Directions for this task
All entries must come back exactly as given, with no pictures in the copy.

Recorded data
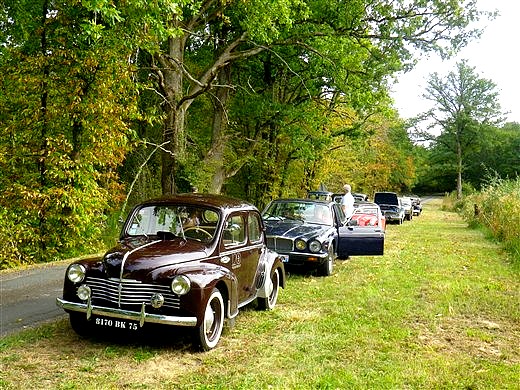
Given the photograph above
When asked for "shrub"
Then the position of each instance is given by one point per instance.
(497, 207)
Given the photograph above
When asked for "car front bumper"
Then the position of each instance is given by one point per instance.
(140, 316)
(299, 258)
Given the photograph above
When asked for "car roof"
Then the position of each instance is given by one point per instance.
(201, 199)
(302, 200)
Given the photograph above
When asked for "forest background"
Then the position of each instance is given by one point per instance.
(105, 103)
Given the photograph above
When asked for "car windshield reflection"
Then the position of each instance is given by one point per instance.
(299, 211)
(170, 221)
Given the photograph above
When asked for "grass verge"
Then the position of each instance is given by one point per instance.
(441, 309)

Solution below
Given the photograph above
When asked for "shrub"
Then the position of each instance is given by one point per instance.
(497, 207)
Given the photograph above
When asked for "car front bumper"
Then the position of each instance is given by one point per instance.
(140, 316)
(299, 258)
Given the photograph above
When asked for "car roof"
Then the position of each instance is given by one point per instance.
(201, 199)
(302, 200)
Given the photograph above
When asked for "forest background"
Then the position of each instance is given by one point per instance.
(105, 103)
Given the photograph above
When asked for "car windshield reflection"
Then the position of each instance is given by one point per instance.
(299, 211)
(170, 221)
Given the photograph above
When asked for "grass verge"
Then the position of each instance is given by one point per instance.
(441, 309)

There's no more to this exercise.